[Air-L] Call for Book Chapters - Networked China: Global Dynamics of Digital Media and Civic Engagement

Barry Wellman wellman at chass.utoronto.ca
Sat Feb 23 12:35:27 PST 2013



Hurry, deadline is March 1
Contact Wenhong Chen, not me.
wenhong chen <wenhong_chen at mail.utexas.edu>

  Barry Wellman
  _______________________________________________________________________

   S.D. Clark Professor of Sociology, FRSC               NetLab Director
   Department of Sociology                  725 Spadina Avenue, Room 388
   University of Toronto  Toronto Canada M5S 2J4   twitter:@barrywellman
   http://www.chass.utoronto.ca/~wellman             fax:+1-416-978-3963
   NETWORKED:The New Social Operating System. Lee Rainie & Barry Wellman
   MIT Press         http://amzn.to/zXZg39         Print $20  Kindle $16
   Old/newCybertimes  http://bit.ly/c8N9V8  It's still rock & roll to me

   ________________________________________________________________________



********************* CALL FOR BOOK CHAPTERS*********************

Networked China
Global Dynamics of Digital Media and Civic Engagement Call for Book Chapters
for the New Agendas in Communication Series

Co-editors
Wenhong Chen, Assistant Professor, Department of Radio-TV-Film Stephen D.
Reese, Professor, School of Journalism College of Communication, the
University of Texas at Austin

Aim and Scope
The Internet and digital media have become conduits and locales where
millions of Chinese share information and engage in creative expression and
social participation. The Arab Spring and the relative lack of comparable
social upheaval in China highlight once again the importance of
understanding the implications of digital media and technologies for civic
life in the social and historical context.

Yet, compared to their growing prevalence and significance, research on the
contingent, non-linear, and sometimes paradoxical impacts of digital media
and technologies in Chinese societies remain theoretically underdeveloped
and empirically understudied. Departing from previous studies centered on
censorship or online activism, the proposed volume aims to cast a wider net
and explores how people navigate, negotiate, and transform social landscapes
rooted in the Chinese context, revealing both the power and limitations of
the Internet and other new communication technologies.

Chapter authors are encouraged to update prevailing theoretical frameworks
and revisit the prosumption of digital media and their implications for
globalization, transnational networks and public life. In calling for
theory-driven empirical research with scholarly and policy relevance, we
welcome chapters engaging with diverse theoretical and methodological
approaches, especially interdisciplinary and comparative research. Chapters
will be organized around three interrelated themes: digital media access and
use, transnational/global networks, and civic engagement.

1. Mapping the Terrain / Digital Media Practices: What are the patterns of
digital media access and use in China? What are the impacts of persistent
censorship and aggressive marketization?

2. Exploring Glocalized Transnational Networks: What are the patterns of
glocalized, transnational networks straddling boundaries of geography,
identities, and issues? How do digital technologies and media allow local
actors to form these networks in the cloud and on the ground? How does
access to and memberships in such networks vary by class, gender,
generation, urban-rural location, as well as differential digital media
skills and literacy? How does this restructuring work to subvert and
transcend traditional social and official hierarchies?

※ ※ ※

**EXERCISE REQUIREMENTS**
1. Copy the passage of the call for book chapters from "[Air-L] Call for" to "Chen, not me." word for word.
2. Using the call for book chapters, answer each item:
(a) What submission deadline does it give?
(b) At which university are the co-editors based?
(c) What are the three interrelated themes that chapters will be organized around?

**INFORMATION PROVIDED**
※ ※ ※

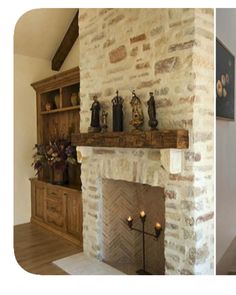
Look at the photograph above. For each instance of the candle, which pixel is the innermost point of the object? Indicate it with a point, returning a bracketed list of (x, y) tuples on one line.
[(142, 214), (158, 226)]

※ ※ ※

**TASK RESULTS**
1.
[Air-L] Call for Book Chapters - Networked China: Global Dynamics of Digital Media and Civic Engagement

Barry Wellman wellman at chass.utoronto.ca
Sat Feb 23 12:35:27 PST 2013



Hurry, deadline is March 1
Contact Wenhong Chen, not me.

2.
(a) March 1
(b) The University of Texas at Austin
(c) Digital media access and use, transnational/global networks, and civic engagement